======== EXCERPT PROVIDED ========

Today we make Lent Madness hist0ry. While Old Testament figures are considered saints in some traditions, we have never before had one participate in the Saintly Smackdown. That ends today as Sarah the Matriarch faces Elizabeth Ann Seton in a pairing that spans many, many generations.
Yesterday, in the Battle of the Consonants, Samuel Isaac Joseph Schereschewsky outspelled Nikolaus von Zinzendorf 69% to 31% to advance to the Saintly Sixteen where he'll face Martin Luther.
If you missed yesterday's Limerick Edition of Monday Madness, you can still redeem your entire week by watching it here. Tim and Scott share some limericks (both on air and in print) and, despite some amazing rhymes throughout yesterday's comment section, have officially decided NOT to turn Lent Madness into one giant penitential poetry slam.
Elizabeth Ann Seton
Elizabeth Ann Seton was born in New York City in 1774, two years before the United States declared independence from England. Her father was a very popular doctor, and her maternal grandfather was an Anglican priest. Seton’s parents set examples of service and charity that she would follow her whole life.
Seton had a lonely and difficult childhood, losing her biological mother to death and her stepmother to a family rift. In 1794 she married William Seton at a service performed by Bishop Samuel Provoost, the first Episcopal bishop of New York. She and her family were congregants of Trinity Church.
Three years into her marriage, her father in-law died; a few years later, her husband succumbed to tuberculosis, after having lost the bulk of the family’s wealth and social status. Seton found herself a young widow with five children and few resources. She eventually found solace in the Roman Catholic tradition, into which she was received in 1805.
Her world changed again in the next year when she met the Rev. Louis Dubourg, a Roman Catholic priest who wanted to start a Catholic seminary for women in the United States. This piqued Elizabeth’s interest and drive, and in 1809 Elizabeth founded the Sisters of Charity, the first community of nuns who were also citizens of the United States. She professed her vows and became “Mother Seton.”
Locating their community in Maryland, the sisters dedicated themselves to education, social services, and religious formation. In 1810 the community began
St. Joseph’s Free School, the first Roman Catholic school in America, and launched the Roman Catholic parochial school system in the United States. Mother Seton and her order also founded and operated orphanages in major cities along the East Coast.
Seton remained the Mother of the Sisters of Charity until her death from tuberculosis at age 46 on January 4, 1821. She was the first native-born citizen of the United States to become a saint. Her feast is commemorated on January 4.
Collect for Elizabeth Ann Seton
Holy God, you blessed Elizabeth Seton with your grace as wife, mother, educator and founder, that she might spend her life in service to your people: Help us, by her example, to express our love for you in love of others; through Jesus Christ our Redeemer, who lives and reigns with you and the Holy Spirit, one God, for ever and ever. Amen.
When Sarah was 90 years old, three strangers came to visit her tent. She and her husband and their household had been living in tents for the last twenty-five years, and she had seen and heard plenty. Abraham and his God were the mainstays of Sarah’s life; even her name had been changed as they journeyed toward a place of promise. She was Abraham’s half-sister and younger by about ten years. Abraham had pulled more than one rabbit out of his hat by diplomatically omitting the nuptial aspect of their association. He was also insistent that God had promised them a child—together. Sarah had heard some crazy things come out of Abraham’s mouth and had seen some crazy things standing at his side, but when she heard the three strangers tell Abraham that she—Sarah—would hold her very own baby in just a short while, she laughed out loud. She had been in the desert a long time, but she wasn’t all the way crazy.

======== EXTRACTED ENTRIES ========

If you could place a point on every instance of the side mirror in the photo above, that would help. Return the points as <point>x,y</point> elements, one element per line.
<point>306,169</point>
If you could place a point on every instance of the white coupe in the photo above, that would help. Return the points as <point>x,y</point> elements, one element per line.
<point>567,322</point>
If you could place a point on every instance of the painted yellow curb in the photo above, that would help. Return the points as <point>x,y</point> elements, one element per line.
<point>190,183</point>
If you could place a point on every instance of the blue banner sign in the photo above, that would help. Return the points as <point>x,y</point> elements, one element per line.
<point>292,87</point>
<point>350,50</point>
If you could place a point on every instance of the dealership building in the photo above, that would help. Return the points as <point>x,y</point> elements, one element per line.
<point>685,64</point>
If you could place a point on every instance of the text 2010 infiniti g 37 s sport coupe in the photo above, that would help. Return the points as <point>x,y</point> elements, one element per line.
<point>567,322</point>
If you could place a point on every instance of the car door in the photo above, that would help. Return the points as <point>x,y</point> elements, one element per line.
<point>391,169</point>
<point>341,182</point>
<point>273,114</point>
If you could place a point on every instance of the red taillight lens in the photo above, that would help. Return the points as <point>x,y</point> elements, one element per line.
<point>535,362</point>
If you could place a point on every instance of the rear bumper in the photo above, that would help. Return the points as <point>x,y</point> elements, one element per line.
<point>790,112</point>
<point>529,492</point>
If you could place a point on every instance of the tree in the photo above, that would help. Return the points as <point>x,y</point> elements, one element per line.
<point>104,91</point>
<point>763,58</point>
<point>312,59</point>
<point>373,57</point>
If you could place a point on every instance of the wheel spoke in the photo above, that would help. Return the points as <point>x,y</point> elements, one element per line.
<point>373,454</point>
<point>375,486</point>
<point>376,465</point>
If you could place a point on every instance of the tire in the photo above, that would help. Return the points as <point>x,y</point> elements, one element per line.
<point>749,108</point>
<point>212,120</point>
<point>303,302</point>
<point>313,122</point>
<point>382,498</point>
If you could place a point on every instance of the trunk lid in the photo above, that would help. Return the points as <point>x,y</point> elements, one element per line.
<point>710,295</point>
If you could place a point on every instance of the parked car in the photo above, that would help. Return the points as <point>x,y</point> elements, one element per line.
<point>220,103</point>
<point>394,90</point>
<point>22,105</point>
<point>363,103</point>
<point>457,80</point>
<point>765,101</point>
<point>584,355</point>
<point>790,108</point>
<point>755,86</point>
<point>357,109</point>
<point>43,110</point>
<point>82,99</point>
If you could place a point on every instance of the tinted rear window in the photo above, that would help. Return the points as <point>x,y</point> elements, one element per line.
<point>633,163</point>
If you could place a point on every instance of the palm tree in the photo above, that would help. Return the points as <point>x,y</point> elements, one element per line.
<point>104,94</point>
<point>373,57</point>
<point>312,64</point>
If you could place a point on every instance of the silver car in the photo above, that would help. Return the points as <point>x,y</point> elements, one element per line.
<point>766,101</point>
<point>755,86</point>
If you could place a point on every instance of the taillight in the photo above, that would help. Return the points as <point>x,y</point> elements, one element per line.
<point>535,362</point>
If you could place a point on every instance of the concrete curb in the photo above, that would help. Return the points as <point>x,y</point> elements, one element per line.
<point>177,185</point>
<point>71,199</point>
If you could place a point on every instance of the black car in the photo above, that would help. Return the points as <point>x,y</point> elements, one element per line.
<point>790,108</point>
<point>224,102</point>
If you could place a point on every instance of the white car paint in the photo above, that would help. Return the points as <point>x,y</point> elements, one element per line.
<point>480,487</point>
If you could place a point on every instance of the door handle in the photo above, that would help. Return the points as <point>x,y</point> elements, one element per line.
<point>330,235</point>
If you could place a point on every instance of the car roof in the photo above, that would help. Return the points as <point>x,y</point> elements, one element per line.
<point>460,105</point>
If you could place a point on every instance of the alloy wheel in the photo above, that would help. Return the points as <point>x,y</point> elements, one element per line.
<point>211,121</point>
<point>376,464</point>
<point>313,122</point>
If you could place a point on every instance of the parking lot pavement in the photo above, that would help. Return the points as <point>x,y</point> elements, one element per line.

========

ACTIVITY 1:
Do the following statements agree with the Lent Madness post? For each, answer yes or no and quote the words from the post that decide it.
(a) Elizabeth Ann Seton was born in Boston.
(b) Schereschewsky will face Martin Luther in the Saintly Sixteen.
(c) Sarah was about ten years older than Abraham.
ACTIVITY 2: According to the Lent Madness post, who performed the service at which Elizabeth Ann Seton married William Seton?
ACTIVITY 3: From the Lent Madness post, extract the part that opens with the words containing "Today we make" and closes with "face Martin Luther.".

RESPONSE 1:
(a) No: "Elizabeth Ann Seton was born in New York City in 1774"
(b) Yes: "to advance to the Saintly Sixteen where he'll face Martin Luther"
(c) No: "She was Abraham’s half-sister and younger by about ten years."

RESPONSE 2: Bishop Samuel Provoost, the first Episcopal bishop of New York, performed it.

RESPONSE 3:
Today we make Lent Madness hist0ry. While Old Testament figures are considered saints in some traditions, we have never before had one participate in the Saintly Smackdown. That ends today as Sarah the Matriarch faces Elizabeth Ann Seton in a pairing that spans many, many generations.
Yesterday, in the Battle of the Consonants, Samuel Isaac Joseph Schereschewsky outspelled Nikolaus von Zinzendorf 69% to 31% to advance to the Saintly Sixteen where he'll face Martin Luther.